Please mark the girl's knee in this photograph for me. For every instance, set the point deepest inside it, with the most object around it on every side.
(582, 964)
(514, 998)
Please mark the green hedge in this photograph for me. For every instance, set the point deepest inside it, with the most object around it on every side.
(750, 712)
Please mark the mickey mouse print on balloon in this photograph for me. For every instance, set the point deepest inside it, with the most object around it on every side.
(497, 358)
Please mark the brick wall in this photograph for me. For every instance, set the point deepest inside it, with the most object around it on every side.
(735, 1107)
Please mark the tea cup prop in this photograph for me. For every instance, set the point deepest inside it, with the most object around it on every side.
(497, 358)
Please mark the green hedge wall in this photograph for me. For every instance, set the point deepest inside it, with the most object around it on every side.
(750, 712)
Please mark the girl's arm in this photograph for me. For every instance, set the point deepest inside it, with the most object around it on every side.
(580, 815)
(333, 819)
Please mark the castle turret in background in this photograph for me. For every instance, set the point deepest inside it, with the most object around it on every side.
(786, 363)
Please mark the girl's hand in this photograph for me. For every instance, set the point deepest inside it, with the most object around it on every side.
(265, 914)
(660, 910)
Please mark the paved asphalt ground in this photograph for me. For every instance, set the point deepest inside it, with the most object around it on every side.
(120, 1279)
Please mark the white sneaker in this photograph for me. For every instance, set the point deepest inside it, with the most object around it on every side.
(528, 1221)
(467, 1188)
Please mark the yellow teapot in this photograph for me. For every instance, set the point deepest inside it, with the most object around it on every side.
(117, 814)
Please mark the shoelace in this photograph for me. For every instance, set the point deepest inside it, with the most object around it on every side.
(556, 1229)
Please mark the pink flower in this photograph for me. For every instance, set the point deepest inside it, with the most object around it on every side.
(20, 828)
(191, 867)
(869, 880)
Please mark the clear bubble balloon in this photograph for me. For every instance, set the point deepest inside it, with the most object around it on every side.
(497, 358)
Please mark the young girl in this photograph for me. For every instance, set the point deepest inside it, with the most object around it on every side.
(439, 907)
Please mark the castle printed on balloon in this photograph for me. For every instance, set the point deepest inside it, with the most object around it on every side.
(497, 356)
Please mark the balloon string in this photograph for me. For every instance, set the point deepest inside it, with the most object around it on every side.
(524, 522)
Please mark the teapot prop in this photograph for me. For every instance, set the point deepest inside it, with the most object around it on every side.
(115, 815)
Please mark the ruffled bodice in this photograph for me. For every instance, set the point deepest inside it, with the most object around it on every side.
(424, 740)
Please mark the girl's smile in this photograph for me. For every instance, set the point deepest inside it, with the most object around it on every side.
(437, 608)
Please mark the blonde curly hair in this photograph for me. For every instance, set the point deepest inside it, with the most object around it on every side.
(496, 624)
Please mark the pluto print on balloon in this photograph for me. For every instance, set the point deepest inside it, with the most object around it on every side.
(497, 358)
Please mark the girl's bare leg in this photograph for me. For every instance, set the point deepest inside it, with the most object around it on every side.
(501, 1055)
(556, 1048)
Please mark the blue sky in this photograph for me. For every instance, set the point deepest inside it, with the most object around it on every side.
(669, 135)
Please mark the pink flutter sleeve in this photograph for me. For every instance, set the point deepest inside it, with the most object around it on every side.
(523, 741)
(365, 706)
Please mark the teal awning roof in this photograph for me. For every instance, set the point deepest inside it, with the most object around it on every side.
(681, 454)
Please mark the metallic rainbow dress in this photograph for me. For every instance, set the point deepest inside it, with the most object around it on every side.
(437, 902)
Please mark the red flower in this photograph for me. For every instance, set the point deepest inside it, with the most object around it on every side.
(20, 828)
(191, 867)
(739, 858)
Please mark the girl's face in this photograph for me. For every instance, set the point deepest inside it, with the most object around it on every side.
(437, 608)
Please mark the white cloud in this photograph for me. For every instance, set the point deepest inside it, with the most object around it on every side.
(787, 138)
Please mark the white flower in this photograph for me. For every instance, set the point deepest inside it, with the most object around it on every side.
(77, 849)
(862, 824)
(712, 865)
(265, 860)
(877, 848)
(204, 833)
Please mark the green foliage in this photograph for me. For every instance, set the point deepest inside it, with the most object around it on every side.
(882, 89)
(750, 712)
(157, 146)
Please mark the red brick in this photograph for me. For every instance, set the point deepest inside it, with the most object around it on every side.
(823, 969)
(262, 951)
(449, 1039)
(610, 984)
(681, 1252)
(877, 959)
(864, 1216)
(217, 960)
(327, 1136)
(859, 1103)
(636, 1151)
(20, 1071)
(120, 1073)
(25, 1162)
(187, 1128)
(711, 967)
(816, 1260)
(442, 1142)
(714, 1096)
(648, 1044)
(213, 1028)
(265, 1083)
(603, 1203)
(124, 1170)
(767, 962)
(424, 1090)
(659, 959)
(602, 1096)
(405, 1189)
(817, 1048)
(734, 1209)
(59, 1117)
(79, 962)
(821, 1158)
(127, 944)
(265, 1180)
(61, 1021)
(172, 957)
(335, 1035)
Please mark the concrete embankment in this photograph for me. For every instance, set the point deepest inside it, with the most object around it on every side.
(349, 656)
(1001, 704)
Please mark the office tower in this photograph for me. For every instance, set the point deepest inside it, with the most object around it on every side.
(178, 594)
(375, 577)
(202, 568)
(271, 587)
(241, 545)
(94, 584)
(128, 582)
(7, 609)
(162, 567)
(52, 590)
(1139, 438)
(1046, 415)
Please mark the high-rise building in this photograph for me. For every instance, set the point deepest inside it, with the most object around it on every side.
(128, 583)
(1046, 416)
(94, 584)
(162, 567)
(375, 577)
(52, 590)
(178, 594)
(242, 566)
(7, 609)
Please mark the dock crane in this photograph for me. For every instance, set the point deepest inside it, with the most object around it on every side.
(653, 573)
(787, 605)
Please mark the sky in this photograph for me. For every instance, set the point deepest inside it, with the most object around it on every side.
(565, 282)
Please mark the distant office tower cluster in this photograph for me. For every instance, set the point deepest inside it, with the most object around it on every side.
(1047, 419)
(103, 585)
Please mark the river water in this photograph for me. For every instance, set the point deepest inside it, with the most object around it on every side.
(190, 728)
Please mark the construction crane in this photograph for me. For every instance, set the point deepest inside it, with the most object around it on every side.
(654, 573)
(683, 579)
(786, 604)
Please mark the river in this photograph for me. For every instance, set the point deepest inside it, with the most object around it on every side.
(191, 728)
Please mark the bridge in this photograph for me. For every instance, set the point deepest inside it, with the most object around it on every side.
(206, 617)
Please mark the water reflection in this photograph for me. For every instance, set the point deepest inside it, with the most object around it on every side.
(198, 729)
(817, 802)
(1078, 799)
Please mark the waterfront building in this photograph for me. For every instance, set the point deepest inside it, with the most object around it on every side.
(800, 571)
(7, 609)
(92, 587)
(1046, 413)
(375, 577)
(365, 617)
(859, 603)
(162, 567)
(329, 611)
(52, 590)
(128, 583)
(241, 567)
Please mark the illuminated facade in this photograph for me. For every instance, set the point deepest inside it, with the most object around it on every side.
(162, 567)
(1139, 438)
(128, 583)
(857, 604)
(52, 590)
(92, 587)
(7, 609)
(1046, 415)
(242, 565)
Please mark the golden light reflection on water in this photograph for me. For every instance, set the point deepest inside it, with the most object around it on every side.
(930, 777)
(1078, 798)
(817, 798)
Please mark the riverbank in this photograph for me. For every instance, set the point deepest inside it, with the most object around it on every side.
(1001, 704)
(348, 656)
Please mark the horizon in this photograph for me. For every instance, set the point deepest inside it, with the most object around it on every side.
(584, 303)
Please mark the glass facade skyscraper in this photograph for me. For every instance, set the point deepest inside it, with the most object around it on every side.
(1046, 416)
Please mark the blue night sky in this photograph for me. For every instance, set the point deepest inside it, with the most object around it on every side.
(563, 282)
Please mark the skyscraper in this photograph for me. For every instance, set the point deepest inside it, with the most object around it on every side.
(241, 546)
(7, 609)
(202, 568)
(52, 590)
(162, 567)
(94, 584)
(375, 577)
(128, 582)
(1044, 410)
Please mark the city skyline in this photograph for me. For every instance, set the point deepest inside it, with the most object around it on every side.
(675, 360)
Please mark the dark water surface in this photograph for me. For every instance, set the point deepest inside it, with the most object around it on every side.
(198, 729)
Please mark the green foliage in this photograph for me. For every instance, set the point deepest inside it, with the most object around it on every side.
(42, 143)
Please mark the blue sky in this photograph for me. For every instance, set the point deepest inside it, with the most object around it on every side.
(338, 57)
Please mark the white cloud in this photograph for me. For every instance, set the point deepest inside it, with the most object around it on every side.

________________________________________

■ PROMPT
Rewrite the lines starting at the first one and ending at the line containing "(735, 1107)", replacing "brick wall" with "stone wall" and leaving everything else unchanged. Give only those lines.

■ EXERCISE OUTPUT
Please mark the girl's knee in this photograph for me. For every instance, set the point deepest inside it, with the most object around it on every side.
(582, 964)
(514, 998)
Please mark the green hedge in this photograph for me. For every instance, set the point deepest inside it, with the most object around it on every side.
(750, 712)
Please mark the mickey mouse print on balloon in this photograph for me. For every instance, set the point deepest inside it, with the most object around it on every side.
(497, 358)
Please mark the stone wall in this photograph for me. For every instance, set the point deepest inside it, with the most object around it on every side.
(735, 1107)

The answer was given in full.